Problem details
Read the material below. Count the lines containing "every" and give that count alone.

Data provided
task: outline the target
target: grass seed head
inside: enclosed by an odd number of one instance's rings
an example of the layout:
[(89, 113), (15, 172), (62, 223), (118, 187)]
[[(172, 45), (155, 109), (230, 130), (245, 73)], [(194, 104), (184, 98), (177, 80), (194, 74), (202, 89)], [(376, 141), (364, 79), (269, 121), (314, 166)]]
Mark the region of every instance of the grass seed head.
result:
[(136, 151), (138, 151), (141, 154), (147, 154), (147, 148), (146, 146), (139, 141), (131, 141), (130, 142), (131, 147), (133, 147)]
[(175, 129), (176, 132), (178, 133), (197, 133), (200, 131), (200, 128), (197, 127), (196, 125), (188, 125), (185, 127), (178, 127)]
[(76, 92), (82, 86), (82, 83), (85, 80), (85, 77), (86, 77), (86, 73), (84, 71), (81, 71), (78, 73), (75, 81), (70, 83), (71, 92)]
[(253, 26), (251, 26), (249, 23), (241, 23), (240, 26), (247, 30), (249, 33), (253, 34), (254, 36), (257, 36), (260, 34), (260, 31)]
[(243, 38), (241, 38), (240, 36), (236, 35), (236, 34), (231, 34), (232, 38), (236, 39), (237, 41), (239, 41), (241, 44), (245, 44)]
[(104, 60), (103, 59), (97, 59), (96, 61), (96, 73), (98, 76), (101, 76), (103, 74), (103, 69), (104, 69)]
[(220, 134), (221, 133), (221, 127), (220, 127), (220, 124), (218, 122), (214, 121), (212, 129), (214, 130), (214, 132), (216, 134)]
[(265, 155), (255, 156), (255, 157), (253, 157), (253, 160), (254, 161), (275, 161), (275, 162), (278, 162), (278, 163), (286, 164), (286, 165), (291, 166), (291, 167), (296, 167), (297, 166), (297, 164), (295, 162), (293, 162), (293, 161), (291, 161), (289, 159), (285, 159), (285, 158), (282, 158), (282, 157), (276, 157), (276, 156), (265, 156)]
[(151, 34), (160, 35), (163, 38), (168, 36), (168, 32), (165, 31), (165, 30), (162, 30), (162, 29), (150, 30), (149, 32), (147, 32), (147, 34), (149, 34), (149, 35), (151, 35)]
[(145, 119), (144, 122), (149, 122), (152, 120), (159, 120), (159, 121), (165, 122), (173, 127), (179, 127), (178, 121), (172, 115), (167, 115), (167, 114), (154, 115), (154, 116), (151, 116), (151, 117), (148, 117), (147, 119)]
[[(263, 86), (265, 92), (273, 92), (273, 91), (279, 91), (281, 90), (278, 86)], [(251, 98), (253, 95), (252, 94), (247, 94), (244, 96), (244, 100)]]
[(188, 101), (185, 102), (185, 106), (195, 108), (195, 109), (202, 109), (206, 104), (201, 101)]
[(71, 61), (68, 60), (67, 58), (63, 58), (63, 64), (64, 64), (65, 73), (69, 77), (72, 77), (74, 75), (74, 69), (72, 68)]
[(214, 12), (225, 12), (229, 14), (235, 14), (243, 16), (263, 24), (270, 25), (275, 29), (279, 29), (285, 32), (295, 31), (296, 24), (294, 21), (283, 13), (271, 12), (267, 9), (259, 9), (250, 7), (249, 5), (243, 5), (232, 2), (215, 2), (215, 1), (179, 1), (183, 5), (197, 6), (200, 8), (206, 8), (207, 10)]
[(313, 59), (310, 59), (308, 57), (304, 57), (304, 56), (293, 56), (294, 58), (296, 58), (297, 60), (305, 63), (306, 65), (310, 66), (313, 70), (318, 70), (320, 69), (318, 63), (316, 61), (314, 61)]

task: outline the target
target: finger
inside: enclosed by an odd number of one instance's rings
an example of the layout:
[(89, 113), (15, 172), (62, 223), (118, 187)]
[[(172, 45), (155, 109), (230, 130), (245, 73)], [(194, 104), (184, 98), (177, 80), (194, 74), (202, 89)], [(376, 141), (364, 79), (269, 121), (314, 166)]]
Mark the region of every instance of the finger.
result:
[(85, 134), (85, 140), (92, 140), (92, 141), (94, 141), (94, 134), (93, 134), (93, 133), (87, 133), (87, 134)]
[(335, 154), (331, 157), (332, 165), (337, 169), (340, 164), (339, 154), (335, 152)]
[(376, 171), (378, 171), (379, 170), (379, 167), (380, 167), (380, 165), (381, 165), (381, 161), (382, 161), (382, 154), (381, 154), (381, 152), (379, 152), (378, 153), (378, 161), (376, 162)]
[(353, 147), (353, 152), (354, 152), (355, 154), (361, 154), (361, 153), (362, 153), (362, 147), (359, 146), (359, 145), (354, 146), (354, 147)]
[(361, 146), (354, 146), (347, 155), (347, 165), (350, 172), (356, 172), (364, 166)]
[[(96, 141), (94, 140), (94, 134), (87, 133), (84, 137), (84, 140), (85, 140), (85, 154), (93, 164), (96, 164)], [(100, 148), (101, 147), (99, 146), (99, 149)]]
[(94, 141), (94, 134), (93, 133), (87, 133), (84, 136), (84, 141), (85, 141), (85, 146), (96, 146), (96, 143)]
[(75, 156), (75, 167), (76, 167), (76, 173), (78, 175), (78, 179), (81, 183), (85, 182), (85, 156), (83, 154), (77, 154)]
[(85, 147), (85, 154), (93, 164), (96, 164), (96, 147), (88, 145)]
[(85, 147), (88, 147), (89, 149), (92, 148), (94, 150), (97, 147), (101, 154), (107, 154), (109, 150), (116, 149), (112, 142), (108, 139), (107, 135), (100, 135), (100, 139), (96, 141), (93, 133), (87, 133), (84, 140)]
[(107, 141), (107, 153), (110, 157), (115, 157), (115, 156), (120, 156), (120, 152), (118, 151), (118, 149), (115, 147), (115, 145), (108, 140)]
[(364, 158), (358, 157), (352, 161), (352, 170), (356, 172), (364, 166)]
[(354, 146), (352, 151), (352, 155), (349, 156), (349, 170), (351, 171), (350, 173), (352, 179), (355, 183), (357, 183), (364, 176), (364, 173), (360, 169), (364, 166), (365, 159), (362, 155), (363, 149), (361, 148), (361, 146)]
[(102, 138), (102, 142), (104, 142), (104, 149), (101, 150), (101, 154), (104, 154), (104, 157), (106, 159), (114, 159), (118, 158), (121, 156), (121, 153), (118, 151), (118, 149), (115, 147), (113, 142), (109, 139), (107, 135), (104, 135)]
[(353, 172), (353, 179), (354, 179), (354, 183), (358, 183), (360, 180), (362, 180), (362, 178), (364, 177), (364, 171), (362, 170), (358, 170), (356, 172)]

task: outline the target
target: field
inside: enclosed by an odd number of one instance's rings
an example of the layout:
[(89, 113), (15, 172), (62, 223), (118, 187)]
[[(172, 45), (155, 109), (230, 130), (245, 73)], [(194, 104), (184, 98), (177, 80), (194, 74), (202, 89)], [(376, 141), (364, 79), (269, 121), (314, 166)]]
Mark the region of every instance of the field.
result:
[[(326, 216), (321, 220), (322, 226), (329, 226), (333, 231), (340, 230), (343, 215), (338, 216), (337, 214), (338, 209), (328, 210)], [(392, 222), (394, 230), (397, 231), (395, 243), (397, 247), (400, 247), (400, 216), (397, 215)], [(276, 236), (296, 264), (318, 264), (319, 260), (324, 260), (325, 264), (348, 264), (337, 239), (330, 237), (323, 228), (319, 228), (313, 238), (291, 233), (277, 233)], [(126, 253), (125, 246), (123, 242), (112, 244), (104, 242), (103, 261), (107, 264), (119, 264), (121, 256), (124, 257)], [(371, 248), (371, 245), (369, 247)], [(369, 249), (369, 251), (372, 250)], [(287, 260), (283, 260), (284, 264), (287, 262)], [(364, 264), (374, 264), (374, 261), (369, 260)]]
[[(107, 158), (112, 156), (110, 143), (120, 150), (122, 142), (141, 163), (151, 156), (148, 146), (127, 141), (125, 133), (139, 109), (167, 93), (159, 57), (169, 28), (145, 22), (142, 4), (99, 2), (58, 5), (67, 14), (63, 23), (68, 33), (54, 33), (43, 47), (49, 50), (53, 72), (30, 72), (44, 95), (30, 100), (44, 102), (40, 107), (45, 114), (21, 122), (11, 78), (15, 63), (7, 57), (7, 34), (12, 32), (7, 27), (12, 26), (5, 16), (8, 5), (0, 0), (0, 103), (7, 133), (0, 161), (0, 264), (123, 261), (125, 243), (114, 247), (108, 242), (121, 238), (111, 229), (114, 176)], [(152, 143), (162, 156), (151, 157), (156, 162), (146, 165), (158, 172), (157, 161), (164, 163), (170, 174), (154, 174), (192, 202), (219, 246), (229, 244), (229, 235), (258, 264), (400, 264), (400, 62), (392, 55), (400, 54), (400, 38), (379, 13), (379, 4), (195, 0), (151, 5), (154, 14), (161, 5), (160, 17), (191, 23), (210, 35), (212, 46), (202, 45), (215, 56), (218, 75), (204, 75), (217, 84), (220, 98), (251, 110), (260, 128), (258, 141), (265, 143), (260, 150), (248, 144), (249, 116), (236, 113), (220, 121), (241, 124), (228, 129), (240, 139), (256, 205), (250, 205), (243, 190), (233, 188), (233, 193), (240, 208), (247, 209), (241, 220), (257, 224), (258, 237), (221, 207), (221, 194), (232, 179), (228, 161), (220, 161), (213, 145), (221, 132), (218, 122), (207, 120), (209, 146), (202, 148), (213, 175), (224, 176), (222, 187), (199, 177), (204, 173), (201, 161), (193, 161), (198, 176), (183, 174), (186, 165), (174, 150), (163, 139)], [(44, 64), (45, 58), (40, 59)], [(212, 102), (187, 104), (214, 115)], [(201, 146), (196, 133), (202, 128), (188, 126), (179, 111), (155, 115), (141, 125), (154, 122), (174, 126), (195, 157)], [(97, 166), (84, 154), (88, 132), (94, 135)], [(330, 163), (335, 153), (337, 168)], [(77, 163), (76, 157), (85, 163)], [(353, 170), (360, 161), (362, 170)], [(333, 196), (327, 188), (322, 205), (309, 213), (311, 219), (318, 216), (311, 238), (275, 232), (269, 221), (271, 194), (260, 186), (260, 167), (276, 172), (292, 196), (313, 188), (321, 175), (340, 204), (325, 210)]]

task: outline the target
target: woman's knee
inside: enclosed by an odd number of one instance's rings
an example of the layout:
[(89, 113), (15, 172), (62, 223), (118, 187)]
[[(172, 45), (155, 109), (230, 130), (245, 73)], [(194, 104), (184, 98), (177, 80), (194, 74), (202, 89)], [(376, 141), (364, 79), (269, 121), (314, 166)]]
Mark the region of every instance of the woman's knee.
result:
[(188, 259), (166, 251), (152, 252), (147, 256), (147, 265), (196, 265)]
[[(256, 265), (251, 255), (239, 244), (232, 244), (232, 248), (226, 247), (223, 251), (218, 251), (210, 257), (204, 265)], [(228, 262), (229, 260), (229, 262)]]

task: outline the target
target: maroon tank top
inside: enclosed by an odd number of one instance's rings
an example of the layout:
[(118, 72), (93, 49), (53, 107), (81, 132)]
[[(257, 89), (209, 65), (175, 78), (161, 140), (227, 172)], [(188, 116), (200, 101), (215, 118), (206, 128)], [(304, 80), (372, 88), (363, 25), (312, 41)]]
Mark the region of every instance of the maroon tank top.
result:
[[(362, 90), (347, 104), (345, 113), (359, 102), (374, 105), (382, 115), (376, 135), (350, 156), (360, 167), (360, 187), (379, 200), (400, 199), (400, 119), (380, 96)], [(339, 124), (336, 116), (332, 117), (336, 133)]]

Answer area
5